Items listed in a dataset
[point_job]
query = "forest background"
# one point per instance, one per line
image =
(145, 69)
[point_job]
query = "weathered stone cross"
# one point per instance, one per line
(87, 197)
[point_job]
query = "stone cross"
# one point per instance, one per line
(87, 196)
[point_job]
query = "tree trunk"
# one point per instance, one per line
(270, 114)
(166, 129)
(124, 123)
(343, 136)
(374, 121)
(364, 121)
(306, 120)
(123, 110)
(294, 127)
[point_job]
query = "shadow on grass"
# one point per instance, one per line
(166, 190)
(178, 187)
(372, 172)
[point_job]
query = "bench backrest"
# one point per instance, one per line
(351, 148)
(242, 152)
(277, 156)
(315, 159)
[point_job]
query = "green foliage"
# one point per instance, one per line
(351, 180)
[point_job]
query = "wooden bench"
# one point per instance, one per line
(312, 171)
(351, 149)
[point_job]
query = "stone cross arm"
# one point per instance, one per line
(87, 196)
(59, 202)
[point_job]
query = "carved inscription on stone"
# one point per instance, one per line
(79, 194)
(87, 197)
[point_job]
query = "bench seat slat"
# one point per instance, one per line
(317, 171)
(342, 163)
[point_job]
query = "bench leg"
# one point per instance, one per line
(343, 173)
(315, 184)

---

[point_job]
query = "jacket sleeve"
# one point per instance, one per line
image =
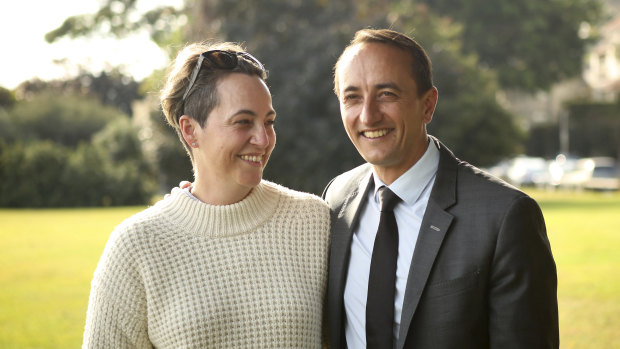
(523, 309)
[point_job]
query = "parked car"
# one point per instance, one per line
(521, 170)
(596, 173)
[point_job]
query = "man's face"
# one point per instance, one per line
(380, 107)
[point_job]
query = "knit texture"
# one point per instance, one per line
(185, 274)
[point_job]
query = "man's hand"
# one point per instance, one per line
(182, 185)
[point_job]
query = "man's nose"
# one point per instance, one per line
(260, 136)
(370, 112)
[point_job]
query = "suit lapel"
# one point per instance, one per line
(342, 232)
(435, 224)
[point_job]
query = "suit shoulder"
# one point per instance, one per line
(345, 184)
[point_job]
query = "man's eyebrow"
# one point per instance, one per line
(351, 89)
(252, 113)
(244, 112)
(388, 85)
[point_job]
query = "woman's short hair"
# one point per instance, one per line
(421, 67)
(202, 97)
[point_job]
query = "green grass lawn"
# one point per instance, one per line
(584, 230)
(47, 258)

| ASSIGNMENT |
Note each line of the entries that has "bench" in it, and copy those lines.

| SOLUTION TO THIS TASK |
query = "bench backrest"
query = "wooden bench"
query = "bench seat slat"
query = "bench leg"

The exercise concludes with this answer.